::: Belge Alıntısı

Bingöl'de Mavi Marmara sempozyumu düzenlendi
Bingöl Üniversitesinde düzenlenen "İdrak ve İman Boyutu ile Mavi Marmara Meselesini Anlamak ve Yaşamak" konulu sempozyumda konuşan Mavi Marmara gazisi Muhittin Gili, o gece gemide yaşananları anlattı.
Bingöl Üniversitesi Prof. Dr. Fuat Sezgin Konferans Salonunda düzenlenen program, Dr. Öğretim Üyesi Servet Kılıç'ın Kuran tilaveti ile başladı.
Mavi Marmara gemisinde yaşananlar ve Mavi Marmara seyahatinin muhtevasını anlatan sinevizyon gösteriminin yapıldığı sempozyumda, Mavi Marmara gazisi İHH Bingöl Başkanı Muhittin Gili, Mavi Marmara seyahatinin önemine vurgu yaparak saldırıda yaşananları anlattı.

::::::
::: Sağlanan Veriler

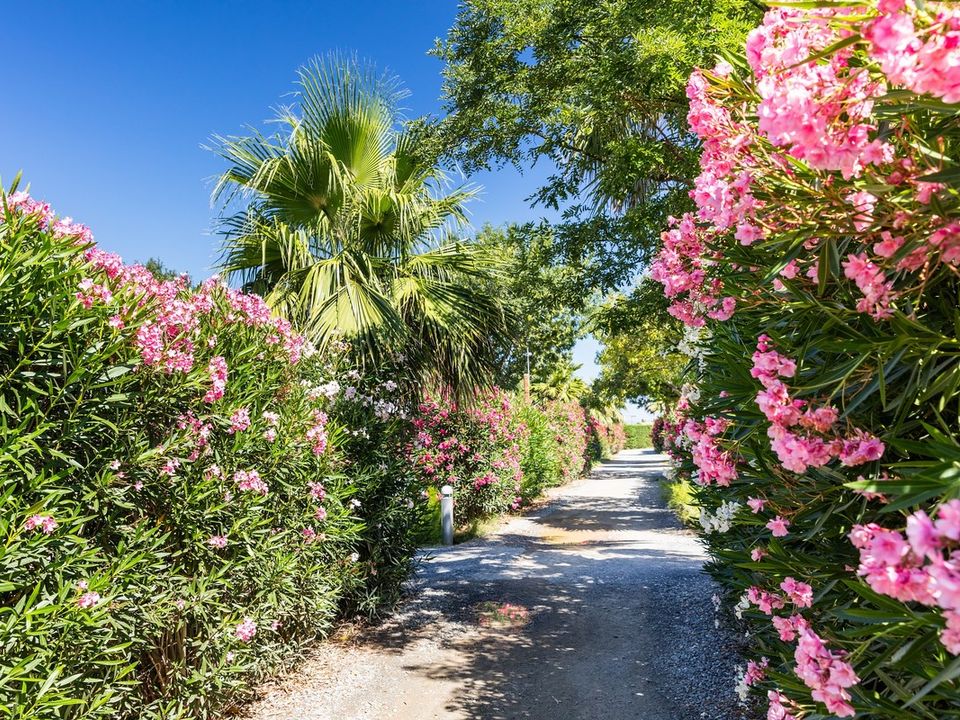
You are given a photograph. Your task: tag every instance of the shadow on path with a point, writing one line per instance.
(620, 621)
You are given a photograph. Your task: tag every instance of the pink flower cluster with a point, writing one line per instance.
(826, 673)
(927, 59)
(46, 523)
(713, 464)
(250, 480)
(681, 268)
(924, 567)
(819, 111)
(802, 436)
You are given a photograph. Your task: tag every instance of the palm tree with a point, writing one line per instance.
(348, 233)
(562, 383)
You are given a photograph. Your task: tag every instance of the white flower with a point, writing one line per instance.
(743, 690)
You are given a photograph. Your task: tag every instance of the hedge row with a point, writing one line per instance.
(819, 279)
(190, 493)
(501, 453)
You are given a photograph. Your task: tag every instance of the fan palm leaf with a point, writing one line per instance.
(346, 233)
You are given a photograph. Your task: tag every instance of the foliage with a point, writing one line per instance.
(541, 461)
(541, 297)
(594, 90)
(187, 499)
(638, 360)
(821, 270)
(475, 449)
(639, 436)
(345, 231)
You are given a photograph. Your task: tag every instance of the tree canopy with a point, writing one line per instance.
(348, 233)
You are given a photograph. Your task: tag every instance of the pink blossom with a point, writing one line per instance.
(250, 480)
(778, 526)
(756, 504)
(239, 421)
(46, 523)
(88, 600)
(800, 593)
(948, 520)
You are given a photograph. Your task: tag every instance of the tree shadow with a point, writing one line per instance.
(620, 622)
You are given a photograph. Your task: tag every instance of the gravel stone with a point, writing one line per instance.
(621, 623)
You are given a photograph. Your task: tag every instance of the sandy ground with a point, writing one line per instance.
(620, 623)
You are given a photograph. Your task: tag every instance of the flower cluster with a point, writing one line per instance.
(924, 567)
(800, 435)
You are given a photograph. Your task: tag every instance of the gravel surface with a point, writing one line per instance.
(619, 623)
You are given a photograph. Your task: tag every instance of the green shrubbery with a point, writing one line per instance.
(189, 495)
(819, 277)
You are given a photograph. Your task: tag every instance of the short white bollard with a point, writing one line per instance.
(446, 514)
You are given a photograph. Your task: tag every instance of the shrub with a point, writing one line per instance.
(568, 422)
(638, 436)
(819, 279)
(185, 500)
(541, 461)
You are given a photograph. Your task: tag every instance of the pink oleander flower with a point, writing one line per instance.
(756, 671)
(46, 523)
(246, 630)
(239, 421)
(217, 370)
(767, 602)
(88, 600)
(861, 448)
(250, 480)
(800, 593)
(778, 526)
(826, 673)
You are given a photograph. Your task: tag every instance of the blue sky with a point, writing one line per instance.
(107, 106)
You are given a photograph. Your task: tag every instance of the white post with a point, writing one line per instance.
(446, 514)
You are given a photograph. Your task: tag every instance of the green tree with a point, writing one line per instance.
(543, 296)
(345, 230)
(595, 90)
(638, 359)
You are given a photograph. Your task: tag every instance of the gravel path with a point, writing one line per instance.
(620, 624)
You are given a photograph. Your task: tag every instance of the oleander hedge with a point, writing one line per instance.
(189, 492)
(818, 276)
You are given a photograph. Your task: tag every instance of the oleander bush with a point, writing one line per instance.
(638, 436)
(819, 278)
(541, 459)
(604, 440)
(476, 449)
(188, 495)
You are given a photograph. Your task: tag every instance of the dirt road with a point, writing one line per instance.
(615, 621)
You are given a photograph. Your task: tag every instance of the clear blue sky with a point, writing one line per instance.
(107, 104)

::::::

### Görevler
a – Sempozyum haberine göre program hangi salonda düzenlendi?
b – Sempozyum haberinde adı geçen bütün kişileri sıralayın. Salon adında geçen kişiyi de listeye ekleyin.
c – Sempozyum haberini son cümlesinden sonra sürdürün.

### Yanıtlar
a – Bingöl Üniversitesi Prof. Dr. Fuat Sezgin Konferans Salonunda düzenlendi.

b – Muhittin Gili, Fuat Sezgin, Servet Kılıç

c –
Sempozyumda konuşan Gili, Mavi Marmara hadisesinin imanî ve İslami boyutunun olduğuna vurgu yaparak, siyonist işgal rejiminin; Filistin topraklarını işgal eden, Filistinlileri katleden, yetmiş yıllık zulmün mimarı ve asrın zalimi olduğunu söyledi.
"Marmara seferi çok kutlu bir seferdir. israil Filistin'deki toprakları işgal etti, Filistin'deki insanları öldürdü ve dünyaya şunu söyledi, 'Ben haklıyım, onlar haksız" diye lanse etti. Ama Mavi Marmara bir şeyi başardı. Yetmiş yıllık zulümkâr olan, asrın zalimini dünyaya haykırdı ve dedi ki israil haksızdır. "ifadelerini kullandı.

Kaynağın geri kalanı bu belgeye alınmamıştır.